>> start THE DATA

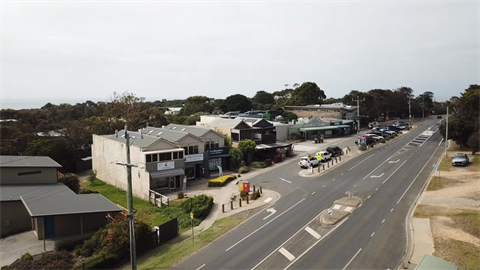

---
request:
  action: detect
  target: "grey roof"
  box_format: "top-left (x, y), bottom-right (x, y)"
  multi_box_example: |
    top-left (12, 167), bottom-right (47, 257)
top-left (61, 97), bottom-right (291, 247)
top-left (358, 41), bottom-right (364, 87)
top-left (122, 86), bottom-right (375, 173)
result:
top-left (207, 118), bottom-right (245, 128)
top-left (0, 156), bottom-right (62, 168)
top-left (142, 127), bottom-right (202, 142)
top-left (162, 124), bottom-right (211, 137)
top-left (0, 183), bottom-right (75, 201)
top-left (20, 194), bottom-right (122, 217)
top-left (101, 130), bottom-right (160, 147)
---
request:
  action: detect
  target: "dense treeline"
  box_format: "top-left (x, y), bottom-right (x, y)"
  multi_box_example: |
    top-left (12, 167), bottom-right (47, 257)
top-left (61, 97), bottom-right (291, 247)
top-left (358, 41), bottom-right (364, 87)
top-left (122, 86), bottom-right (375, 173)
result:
top-left (0, 82), bottom-right (468, 172)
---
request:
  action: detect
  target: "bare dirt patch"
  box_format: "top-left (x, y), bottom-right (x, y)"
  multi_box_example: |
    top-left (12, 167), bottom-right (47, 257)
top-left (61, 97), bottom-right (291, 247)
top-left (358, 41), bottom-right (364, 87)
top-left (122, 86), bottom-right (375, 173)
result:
top-left (415, 143), bottom-right (480, 270)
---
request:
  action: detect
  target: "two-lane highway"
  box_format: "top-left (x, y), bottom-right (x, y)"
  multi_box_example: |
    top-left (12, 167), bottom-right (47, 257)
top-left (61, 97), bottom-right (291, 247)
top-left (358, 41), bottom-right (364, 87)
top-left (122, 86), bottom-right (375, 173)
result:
top-left (175, 120), bottom-right (440, 269)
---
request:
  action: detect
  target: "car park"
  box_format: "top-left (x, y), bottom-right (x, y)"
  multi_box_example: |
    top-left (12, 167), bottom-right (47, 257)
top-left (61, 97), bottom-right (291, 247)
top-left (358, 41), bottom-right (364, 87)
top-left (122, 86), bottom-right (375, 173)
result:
top-left (452, 153), bottom-right (470, 166)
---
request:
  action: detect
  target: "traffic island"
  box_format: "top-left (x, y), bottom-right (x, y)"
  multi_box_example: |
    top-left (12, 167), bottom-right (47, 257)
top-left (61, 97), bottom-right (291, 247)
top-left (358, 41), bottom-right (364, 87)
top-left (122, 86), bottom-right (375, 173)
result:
top-left (320, 196), bottom-right (362, 225)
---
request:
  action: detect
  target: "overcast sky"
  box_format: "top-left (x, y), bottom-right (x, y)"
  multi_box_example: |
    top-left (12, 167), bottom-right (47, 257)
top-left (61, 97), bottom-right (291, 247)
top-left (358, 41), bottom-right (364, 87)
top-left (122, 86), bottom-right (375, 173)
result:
top-left (0, 0), bottom-right (480, 108)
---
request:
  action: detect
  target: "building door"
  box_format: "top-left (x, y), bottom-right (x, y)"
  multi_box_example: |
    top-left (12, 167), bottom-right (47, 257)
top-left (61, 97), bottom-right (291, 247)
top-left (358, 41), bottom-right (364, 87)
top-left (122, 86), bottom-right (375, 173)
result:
top-left (43, 216), bottom-right (55, 238)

>> end THE DATA

STATED TASK
Copy out all of the material above line for line, without any changes, and leave the pictures out.

RESULT
---
request:
  action: detect
  target: "grey roof"
  box_format: "top-left (x, y), bottom-right (x, y)"
  multi_box_example: |
    top-left (12, 167), bottom-right (47, 257)
top-left (61, 97), bottom-right (291, 247)
top-left (358, 41), bottom-right (364, 87)
top-left (122, 86), bottom-right (375, 173)
result:
top-left (207, 118), bottom-right (245, 128)
top-left (0, 156), bottom-right (62, 168)
top-left (142, 127), bottom-right (202, 142)
top-left (162, 124), bottom-right (211, 137)
top-left (0, 183), bottom-right (75, 201)
top-left (20, 194), bottom-right (122, 217)
top-left (101, 130), bottom-right (160, 147)
---
request:
  action: detect
  target: "dense treeline"
  box_format: "top-left (x, y), bottom-right (x, y)"
  multi_box_example: |
    top-left (12, 167), bottom-right (47, 257)
top-left (61, 97), bottom-right (291, 247)
top-left (358, 41), bottom-right (364, 87)
top-left (122, 86), bottom-right (375, 173)
result:
top-left (0, 82), bottom-right (468, 172)
---
request:
  action: detect
  target: "bare dirt patch"
  box_format: "top-left (x, y), bottom-right (x, y)"
  multi_box_example: |
    top-left (12, 167), bottom-right (47, 257)
top-left (61, 97), bottom-right (291, 247)
top-left (358, 41), bottom-right (364, 87)
top-left (122, 86), bottom-right (375, 173)
result:
top-left (415, 143), bottom-right (480, 270)
---
request:
  action: detect
  target: "two-lane highway"
  box_format: "top-left (x, y), bottom-right (x, y)"
  multi_box_example: |
    top-left (12, 167), bottom-right (47, 257)
top-left (61, 97), bottom-right (291, 247)
top-left (358, 41), bottom-right (364, 87)
top-left (122, 86), bottom-right (375, 173)
result:
top-left (175, 120), bottom-right (440, 269)
---
request:
  action: detect
  target: "car park"
  box_format: "top-left (x, y), bottom-right (x, y)"
  multi_box_example: |
    top-left (12, 167), bottom-right (47, 257)
top-left (61, 97), bottom-right (291, 247)
top-left (358, 41), bottom-right (364, 87)
top-left (122, 86), bottom-right (375, 173)
result:
top-left (452, 153), bottom-right (470, 166)
---
request:
  action: detect
  target: "traffic island"
  box_format: "top-left (x, y), bottom-right (x, y)"
  multi_box_example: |
    top-left (12, 167), bottom-right (47, 257)
top-left (61, 97), bottom-right (291, 247)
top-left (358, 41), bottom-right (364, 87)
top-left (122, 86), bottom-right (375, 173)
result:
top-left (320, 196), bottom-right (362, 225)
---
request:
  action: detect
  target: "overcast sky"
  box_format: "top-left (x, y), bottom-right (x, y)"
  multi_box_example: |
    top-left (12, 167), bottom-right (47, 257)
top-left (61, 97), bottom-right (291, 247)
top-left (358, 41), bottom-right (364, 87)
top-left (122, 86), bottom-right (375, 173)
result:
top-left (0, 0), bottom-right (480, 108)
---
request:
  action: detect
  target: "building door"
  box_format: "top-left (x, y), bottom-right (x, y)"
  multi_box_example: |
    top-left (12, 167), bottom-right (47, 257)
top-left (61, 97), bottom-right (291, 247)
top-left (358, 41), bottom-right (364, 87)
top-left (122, 86), bottom-right (375, 173)
result:
top-left (43, 216), bottom-right (55, 238)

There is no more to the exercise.